***** Stored data

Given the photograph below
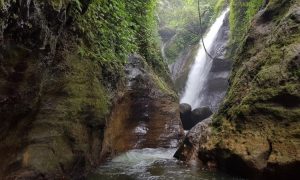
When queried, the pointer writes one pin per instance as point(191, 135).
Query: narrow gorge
point(115, 90)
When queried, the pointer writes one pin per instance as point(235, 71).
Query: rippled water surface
point(152, 164)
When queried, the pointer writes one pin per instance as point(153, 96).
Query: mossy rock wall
point(256, 131)
point(61, 65)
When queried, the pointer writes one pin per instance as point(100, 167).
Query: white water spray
point(202, 65)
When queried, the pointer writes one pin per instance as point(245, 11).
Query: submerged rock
point(257, 130)
point(188, 150)
point(145, 115)
point(190, 118)
point(200, 114)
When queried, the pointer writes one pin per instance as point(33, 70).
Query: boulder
point(190, 118)
point(200, 114)
point(198, 135)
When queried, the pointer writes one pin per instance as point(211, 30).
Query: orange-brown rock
point(146, 114)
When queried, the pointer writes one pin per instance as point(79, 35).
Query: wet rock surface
point(190, 118)
point(54, 104)
point(256, 131)
point(145, 116)
point(198, 135)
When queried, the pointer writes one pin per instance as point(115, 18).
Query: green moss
point(241, 15)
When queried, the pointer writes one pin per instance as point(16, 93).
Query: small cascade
point(202, 65)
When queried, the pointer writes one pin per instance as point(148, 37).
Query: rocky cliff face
point(256, 132)
point(56, 99)
point(146, 114)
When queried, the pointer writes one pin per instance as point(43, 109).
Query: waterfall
point(201, 67)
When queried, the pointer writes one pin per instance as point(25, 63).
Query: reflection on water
point(151, 164)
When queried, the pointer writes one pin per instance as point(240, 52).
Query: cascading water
point(202, 65)
point(159, 163)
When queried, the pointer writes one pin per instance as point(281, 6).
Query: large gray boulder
point(200, 114)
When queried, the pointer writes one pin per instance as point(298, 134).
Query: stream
point(151, 164)
point(159, 163)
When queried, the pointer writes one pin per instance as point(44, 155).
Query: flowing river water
point(159, 163)
point(202, 65)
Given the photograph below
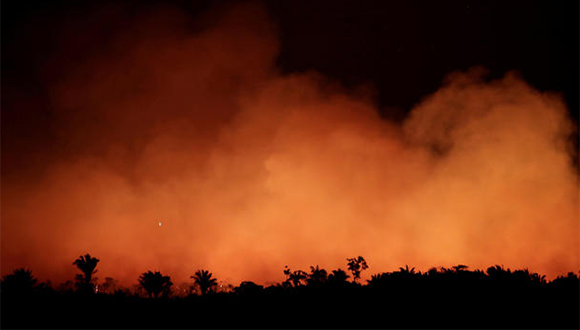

**********

## What you have to do
Lay out every line of the records above as a Markdown table with the columns "Row" and "Line," numbering the rows and skipping blank lines. Omit the pictures from your table.

## Finished answer
| Row | Line |
|---|---|
| 1 | Given the photograph below |
| 2 | When queried, the pointer writes one pin per instance as point(191, 135). |
| 3 | Query: narrow gorge |
| 4 | point(115, 90) |
| 5 | When queried, the pointer writes one pin per instance as point(235, 71). |
| 6 | Query: rippled water surface |
| 7 | point(152, 164) |
| 8 | When queried, the pointer writes one pin per instance as point(153, 96). |
| 9 | Query: mossy rock wall |
| 10 | point(256, 131) |
| 11 | point(61, 65) |
| 12 | When queried, the pointer writes one pin per instance as point(100, 167). |
| 13 | Query: white water spray |
| 14 | point(202, 65) |
| 15 | When queried, the pointer writes one pin per instance as point(245, 11). |
| 16 | Query: submerged rock |
| 17 | point(257, 130) |
| 18 | point(188, 150) |
| 19 | point(145, 115) |
| 20 | point(190, 118) |
| 21 | point(200, 114) |
| 22 | When queried, the pointer writes one pin per instance as point(33, 70). |
| 23 | Query: boulder |
| 24 | point(190, 118) |
| 25 | point(200, 114) |
| 26 | point(198, 135) |
| 27 | When queried, the pointer writes one pin per instance as point(211, 30). |
| 28 | Query: orange-brown rock |
| 29 | point(146, 114) |
| 30 | When queried, the pointer writes one pin per instance as point(79, 35). |
| 31 | Query: wet rock surface |
| 32 | point(190, 118) |
| 33 | point(54, 104) |
| 34 | point(256, 131) |
| 35 | point(145, 116) |
| 36 | point(198, 135) |
| 37 | When queried, the pointer writes one pin per instance as point(115, 18). |
| 38 | Query: green moss |
| 39 | point(241, 15) |
| 40 | When queried, the pointer writes one pin per instance as point(16, 93). |
| 41 | Query: small cascade |
| 42 | point(202, 65) |
| 43 | When queried, the pointer writes one pin per instance as point(148, 37). |
| 44 | Query: rocky cliff face |
| 45 | point(256, 132) |
| 46 | point(56, 99) |
| 47 | point(146, 114) |
| 48 | When queried, the pointer writes one pin per instance as point(43, 109). |
| 49 | Query: waterfall |
| 50 | point(201, 67) |
| 51 | When queried, the pointer writes one pin per instance as point(25, 63). |
| 52 | Query: reflection on water |
| 53 | point(151, 164) |
| 54 | When queried, the pointer writes one pin per instance as point(240, 52). |
| 55 | Query: cascading water |
| 56 | point(202, 65) |
| 57 | point(159, 163) |
| 58 | When queried, the pointer writes one pin per instance as point(281, 6). |
| 59 | Query: large gray boulder |
| 60 | point(200, 114) |
| 61 | When queried, the pointer writes one pin per instance as point(298, 134). |
| 62 | Query: stream |
| 63 | point(151, 164) |
| 64 | point(159, 163) |
| 65 | When queried, the pointer writes one pin per instance as point(44, 155). |
| 66 | Query: flowing river water |
| 67 | point(159, 163) |
| 68 | point(202, 65) |
| 69 | Given the photograph below |